Required work:
1. Answer these questions using the article on hawks.
(a) Whose servants were the spirits in the shapes of hawks and eagles?
(b) Besides "hawk," what other possible reading of the entry PHI does Christopher Tolkien note?
(c) What would the Quenya word for "hawk" be, and what is its plural?
2. Rewrite the part of the hawk article between "Hawks were the" and "of the Ring.", inclusive, putting "Gandalf" in place of "Aragorn".
3. Carry on the article about hawks from the point where it stops.

Document passage:
········

Hawks were the swiftest birds of prey, smaller than Eagles, but just as sharp-eyed.
History[edit | edit source]
Spirits in the shapes of hawks and eagles were the servants of Manwë Súlimo, continually flying over Middle-earth to gather information for their master. Above many flocks of crebain, Aragorn noticed hawks, flying high in the sky, during the War of the Ring.
Etymology[edit | edit source]
Christopher Tolkien noted that one of two possible readings for the unintelligible entry PHI in The Etymologies could be "hawk" (the other being "haste"). Carl F. Hostetter and Patrick H. Wynne argue that "hawk" is the more likely reading, especially given the onomatopoeic suitability of the form of the base to the cry of a hawk, and the possible relation to the root PHILIK, "small bird". The Quenya word for "hawk" would then be fion, plural fiondi.

········

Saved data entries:

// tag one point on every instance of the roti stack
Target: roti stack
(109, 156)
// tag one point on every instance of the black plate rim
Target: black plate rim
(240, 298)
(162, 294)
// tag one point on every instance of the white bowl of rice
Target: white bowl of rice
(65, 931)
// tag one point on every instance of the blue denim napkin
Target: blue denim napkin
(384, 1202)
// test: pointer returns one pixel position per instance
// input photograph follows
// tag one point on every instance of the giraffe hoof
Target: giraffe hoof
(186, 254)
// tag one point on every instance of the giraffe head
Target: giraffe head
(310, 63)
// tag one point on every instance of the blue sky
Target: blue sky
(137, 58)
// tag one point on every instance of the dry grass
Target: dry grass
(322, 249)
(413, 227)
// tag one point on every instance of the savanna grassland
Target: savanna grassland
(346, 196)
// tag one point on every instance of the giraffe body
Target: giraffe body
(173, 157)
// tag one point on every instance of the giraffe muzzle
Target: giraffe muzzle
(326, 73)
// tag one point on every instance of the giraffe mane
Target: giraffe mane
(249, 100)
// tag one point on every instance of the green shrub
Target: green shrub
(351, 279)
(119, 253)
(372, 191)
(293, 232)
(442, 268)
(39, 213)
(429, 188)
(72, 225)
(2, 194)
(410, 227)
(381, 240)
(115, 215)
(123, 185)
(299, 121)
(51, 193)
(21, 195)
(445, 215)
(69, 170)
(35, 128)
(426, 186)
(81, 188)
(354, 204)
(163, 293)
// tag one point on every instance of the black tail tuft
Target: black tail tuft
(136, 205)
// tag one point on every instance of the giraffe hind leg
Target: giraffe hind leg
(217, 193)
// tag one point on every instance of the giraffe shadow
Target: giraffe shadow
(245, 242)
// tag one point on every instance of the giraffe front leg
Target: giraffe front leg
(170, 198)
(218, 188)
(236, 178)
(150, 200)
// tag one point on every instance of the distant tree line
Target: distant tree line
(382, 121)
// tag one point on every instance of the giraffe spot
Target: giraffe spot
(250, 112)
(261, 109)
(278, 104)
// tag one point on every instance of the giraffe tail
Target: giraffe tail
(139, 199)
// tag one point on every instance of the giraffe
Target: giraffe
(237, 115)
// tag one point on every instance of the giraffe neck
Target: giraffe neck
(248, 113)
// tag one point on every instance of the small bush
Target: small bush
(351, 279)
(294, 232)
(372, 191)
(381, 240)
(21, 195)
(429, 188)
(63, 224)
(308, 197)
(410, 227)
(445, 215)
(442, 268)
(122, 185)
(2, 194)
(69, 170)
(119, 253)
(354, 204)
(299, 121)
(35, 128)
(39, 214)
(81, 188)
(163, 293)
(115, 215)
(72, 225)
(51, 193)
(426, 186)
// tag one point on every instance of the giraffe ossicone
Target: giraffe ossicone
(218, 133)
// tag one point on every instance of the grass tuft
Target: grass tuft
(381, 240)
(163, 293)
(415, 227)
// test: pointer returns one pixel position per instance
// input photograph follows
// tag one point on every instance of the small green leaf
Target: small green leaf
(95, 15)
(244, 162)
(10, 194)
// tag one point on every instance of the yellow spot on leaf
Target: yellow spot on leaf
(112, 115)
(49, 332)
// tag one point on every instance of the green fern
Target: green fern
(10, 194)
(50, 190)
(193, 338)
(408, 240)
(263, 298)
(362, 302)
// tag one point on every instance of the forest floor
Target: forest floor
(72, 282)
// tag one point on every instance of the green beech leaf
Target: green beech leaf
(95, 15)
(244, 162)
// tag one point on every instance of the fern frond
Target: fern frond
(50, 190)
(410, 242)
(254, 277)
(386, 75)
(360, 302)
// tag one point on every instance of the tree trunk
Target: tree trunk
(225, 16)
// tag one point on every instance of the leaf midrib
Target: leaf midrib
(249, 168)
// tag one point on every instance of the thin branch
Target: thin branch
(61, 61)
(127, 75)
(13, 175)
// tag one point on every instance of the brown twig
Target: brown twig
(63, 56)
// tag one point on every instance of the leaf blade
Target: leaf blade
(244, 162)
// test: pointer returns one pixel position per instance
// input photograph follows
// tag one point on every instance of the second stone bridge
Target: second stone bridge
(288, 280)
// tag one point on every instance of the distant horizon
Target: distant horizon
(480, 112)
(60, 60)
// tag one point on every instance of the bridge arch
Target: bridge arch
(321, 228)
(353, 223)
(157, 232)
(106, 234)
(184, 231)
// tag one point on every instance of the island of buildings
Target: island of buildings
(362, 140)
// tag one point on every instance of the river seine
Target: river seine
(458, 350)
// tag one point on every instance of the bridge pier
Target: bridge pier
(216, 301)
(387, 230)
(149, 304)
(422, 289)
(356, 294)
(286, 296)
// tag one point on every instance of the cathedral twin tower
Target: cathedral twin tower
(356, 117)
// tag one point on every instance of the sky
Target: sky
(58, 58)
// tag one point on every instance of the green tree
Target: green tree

········

Exercise results:
1.
(a) Manwë Súlimo
(b) "haste"
(c) fion, with the plural fiondi

2.
Hawks were the swiftest birds of prey, smaller than Eagles, but just as sharp-eyed.
History[edit | edit source]
Spirits in the shapes of hawks and eagles were the servants of Manwë Súlimo, continually flying over Middle-earth to gather information for their master. Above many flocks of crebain, Gandalf noticed hawks, flying high in the sky, during the War of the Ring.

3.
In a linguistic manuscript dating from the 1930s, appears the Qenya gloss haro ("hawk").
External links[edit | edit source]
- ↑ J.R.R. Tolkien, Christopher Tolkien (ed.), The Silmarillion, "Quenta Silmarillion: Of the Beginning of Days"
- ↑ J.R.R. Tolkien, The Lord of the Rings, The Fellowship of the Ring, "The Ring Goes South"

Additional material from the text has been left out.